- Texte donné:
La propera commemoració del setantè aniversari de l’Estat d’Israel l’antisemitisme islamista i l’antisionisme d’esquerres intensifiquen la perversa tergiversació d’equiparar-lo al nazisme, presentant els palestins com les seves víctimes alhora que hom justifica els propòsits genocides contra el poble jueu arreu, com s’ha vist la setmana passada a París arran de l’assassinat de Mireille Knoll, una supervivent de l’Holocaust.
Pierre-André Taguieff, un historiador del pensament polític totalitari de l’època contemporània, va ser entrevistat per la Revue des Deux Mondes, el 25 de novembre de l’any passat, exposant l’evolució d’aqueixa nova forma de judeofòbia:
Revue des Deux Mondes – Qu’avez-vous pensé du tweet de Gérard Filoche et de ses arguments pour se défendre ?
Pierre-André Taguieff – Si Gérard Filoche n’est pas l’auteur de ce montage à connotation antisémite (dû à Alain Soral), il a en tout cas immédiatement adhéré au message qu’il véhicule, un message mélangeant antisionisme radical et antiaméricanisme grossier. La centralité du motif antijuif n’est en effet pas niable : le drapeau israélien et le portrait de trois juifs supposés riches montrent l’assimilation des juifs à la finance. Dans le détail, ce visuel évoque trois amalgames polémiques : « Israël = sionisme = racisme », « juifs = argent » et « juifs = puissance de manipulation ». Les juifs sont accusés, d’après ce photomontage, d’être des racistes, des prédateurs de la finance et des manipulateurs, Macron étant leur marionnette.
Au-delà de l’image, l’homme lui-même est emblématique puisque Gérard Filoche représentait, jusqu’à son exclusion en cours, l’aile gauche du Parti socialiste. Manifestement, il a tweeté sous le coup de la séduction : il semble avoir retrouvé sa vision du monde dans ce photomontage anti-juif. Cette mixture douteuse ne l’a pas gêné, elle l’a séduit au point de lui faire négliger toute prudence, dans un domaine où des responsables politiques agissent, en principe, selon l’éthique de la responsabilité. Gérard Filoche a ici oublié toute responsabilité au profit de la diffusion de ses convictions profondes.
Cette affaire joue le rôle d’un dévoilement. Elle révèle des choses cachées depuis les origines du socialisme. Aujourd’hui, on pense souvent à l’antisémitisme nationaliste ou raciste, en oubliant la phase révolutionnaire, socialiste, anarchiste et communiste de l’antisémitisme au XIXe siècle. Or l’antisémitisme révolutionnaire et anticapitaliste, qui commence en France avec Fourier, Toussenel et Proudhon, a précédé l’antisémitisme nationaliste. Le mythe répulsif du juif comme parasite social et prédateur, cette invention de l’anticapitalisme révolutionnaire, y a pris place, à côté de la figure du juif comme principe de dissolution des nations. L’affaire du tweet de Gérard Filoche rappelle à ceux qui ne connaissent pas l’histoire des doctrines et des mentalités antijuives l’un des moments fondateurs de la haine des juifs dans le monde moderne.

- Consignes:
Reproduisez fidèlement la partie du texte sur l'antisémitisme qui commence aux mots « La propera commemoració » et se termine après « se défendre ? ».

- Matériel fourni:
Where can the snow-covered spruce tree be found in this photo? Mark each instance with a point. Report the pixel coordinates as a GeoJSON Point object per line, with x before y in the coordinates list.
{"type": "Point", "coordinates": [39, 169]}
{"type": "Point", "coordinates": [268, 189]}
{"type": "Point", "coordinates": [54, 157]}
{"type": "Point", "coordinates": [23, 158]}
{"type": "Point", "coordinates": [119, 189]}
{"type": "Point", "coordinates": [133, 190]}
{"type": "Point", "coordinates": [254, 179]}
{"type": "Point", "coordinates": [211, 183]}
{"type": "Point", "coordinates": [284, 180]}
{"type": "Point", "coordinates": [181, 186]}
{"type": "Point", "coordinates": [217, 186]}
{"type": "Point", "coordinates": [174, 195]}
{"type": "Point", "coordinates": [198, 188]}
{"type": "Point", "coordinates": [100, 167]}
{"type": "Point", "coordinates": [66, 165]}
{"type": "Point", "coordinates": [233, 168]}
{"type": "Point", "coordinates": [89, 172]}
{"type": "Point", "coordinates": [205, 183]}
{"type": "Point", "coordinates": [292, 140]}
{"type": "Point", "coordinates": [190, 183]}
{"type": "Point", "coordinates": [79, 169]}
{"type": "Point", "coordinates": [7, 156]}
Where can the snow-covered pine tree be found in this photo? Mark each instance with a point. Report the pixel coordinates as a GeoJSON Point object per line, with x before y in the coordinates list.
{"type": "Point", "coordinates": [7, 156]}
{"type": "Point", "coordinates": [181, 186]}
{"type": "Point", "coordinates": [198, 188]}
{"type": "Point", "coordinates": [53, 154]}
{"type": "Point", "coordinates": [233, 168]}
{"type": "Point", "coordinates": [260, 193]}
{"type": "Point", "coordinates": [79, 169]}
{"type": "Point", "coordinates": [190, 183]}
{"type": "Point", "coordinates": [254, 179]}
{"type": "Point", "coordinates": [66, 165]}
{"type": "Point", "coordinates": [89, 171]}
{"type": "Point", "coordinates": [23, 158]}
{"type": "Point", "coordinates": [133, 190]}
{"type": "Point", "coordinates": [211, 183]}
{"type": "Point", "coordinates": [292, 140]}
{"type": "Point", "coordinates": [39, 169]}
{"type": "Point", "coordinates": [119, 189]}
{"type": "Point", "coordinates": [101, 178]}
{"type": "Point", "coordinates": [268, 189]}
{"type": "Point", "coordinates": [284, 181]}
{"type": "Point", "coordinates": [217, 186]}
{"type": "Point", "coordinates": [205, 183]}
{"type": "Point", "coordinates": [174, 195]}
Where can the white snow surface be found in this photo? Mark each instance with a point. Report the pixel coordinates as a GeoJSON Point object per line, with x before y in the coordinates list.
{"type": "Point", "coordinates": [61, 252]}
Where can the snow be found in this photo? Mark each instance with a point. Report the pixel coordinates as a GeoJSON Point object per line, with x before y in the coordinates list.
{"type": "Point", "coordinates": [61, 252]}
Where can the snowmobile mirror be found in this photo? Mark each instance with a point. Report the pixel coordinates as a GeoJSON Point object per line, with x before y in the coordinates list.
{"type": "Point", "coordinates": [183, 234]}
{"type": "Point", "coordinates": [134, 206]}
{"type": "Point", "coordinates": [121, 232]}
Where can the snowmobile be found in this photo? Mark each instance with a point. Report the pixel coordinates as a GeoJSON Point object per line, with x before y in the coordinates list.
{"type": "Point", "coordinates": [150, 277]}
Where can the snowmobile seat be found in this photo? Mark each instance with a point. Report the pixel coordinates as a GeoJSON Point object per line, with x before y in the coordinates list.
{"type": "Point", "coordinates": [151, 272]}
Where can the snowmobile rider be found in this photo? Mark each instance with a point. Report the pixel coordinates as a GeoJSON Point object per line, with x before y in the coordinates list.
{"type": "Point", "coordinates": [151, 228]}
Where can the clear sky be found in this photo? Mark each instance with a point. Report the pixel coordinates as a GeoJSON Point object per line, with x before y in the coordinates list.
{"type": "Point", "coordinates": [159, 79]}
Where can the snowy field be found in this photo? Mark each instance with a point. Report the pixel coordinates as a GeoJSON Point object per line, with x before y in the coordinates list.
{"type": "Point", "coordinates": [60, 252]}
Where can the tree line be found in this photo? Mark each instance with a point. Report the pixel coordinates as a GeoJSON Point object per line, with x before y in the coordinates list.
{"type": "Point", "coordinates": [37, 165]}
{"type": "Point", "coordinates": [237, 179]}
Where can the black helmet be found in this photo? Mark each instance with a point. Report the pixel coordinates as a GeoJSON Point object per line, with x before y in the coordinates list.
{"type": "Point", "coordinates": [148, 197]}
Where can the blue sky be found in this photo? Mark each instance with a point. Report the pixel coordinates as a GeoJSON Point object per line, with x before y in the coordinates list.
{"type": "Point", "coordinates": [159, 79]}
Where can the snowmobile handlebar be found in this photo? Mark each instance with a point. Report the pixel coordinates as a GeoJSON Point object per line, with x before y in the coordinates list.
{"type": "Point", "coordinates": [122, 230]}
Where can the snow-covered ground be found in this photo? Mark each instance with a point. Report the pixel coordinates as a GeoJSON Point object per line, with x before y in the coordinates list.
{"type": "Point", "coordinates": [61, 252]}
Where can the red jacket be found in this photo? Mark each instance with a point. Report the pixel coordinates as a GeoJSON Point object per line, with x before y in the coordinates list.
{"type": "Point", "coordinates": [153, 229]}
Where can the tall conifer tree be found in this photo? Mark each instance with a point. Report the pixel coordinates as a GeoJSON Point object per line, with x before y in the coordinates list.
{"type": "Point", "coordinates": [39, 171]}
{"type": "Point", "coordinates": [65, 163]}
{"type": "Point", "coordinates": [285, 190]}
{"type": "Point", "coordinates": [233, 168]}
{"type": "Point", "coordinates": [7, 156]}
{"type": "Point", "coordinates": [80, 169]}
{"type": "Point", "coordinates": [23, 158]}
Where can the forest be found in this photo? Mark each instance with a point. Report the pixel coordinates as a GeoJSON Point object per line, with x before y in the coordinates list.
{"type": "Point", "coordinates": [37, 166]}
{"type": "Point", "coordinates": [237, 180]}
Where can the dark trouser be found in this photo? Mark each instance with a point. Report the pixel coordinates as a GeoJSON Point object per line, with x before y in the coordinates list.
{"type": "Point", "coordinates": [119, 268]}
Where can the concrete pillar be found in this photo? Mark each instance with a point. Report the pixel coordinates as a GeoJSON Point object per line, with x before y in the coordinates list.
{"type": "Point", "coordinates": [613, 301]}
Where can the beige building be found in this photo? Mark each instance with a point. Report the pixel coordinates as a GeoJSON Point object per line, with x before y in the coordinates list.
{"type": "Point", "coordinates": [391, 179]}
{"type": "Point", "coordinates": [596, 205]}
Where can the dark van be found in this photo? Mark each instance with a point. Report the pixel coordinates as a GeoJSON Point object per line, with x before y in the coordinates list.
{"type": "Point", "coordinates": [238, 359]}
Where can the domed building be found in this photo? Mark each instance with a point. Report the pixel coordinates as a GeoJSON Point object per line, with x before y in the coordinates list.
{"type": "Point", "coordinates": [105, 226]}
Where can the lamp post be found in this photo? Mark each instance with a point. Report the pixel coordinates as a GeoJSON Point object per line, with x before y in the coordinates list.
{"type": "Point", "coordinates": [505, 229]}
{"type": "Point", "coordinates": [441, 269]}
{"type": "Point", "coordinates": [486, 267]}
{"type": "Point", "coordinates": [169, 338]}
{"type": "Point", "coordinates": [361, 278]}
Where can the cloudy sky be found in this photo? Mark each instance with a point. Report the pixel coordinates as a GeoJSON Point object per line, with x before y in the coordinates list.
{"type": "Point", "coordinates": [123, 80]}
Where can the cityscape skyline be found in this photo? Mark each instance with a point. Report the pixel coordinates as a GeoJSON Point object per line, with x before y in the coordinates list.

- Réponse rédigée:
La propera commemoració del setantè aniversari de l’Estat d’Israel l’antisemitisme islamista i l’antisionisme d’esquerres intensifiquen la perversa tergiversació d’equiparar-lo al nazisme, presentant els palestins com les seves víctimes alhora que hom justifica els propòsits genocides contra el poble jueu arreu, com s’ha vist la setmana passada a París arran de l’assassinat de Mireille Knoll, una supervivent de l’Holocaust.
Pierre-André Taguieff, un historiador del pensament polític totalitari de l’època contemporània, va ser entrevistat per la Revue des Deux Mondes, el 25 de novembre de l’any passat, exposant l’evolució d’aqueixa nova forma de judeofòbia:
Revue des Deux Mondes – Qu’avez-vous pensé du tweet de Gérard Filoche et de ses arguments pour se défendre ?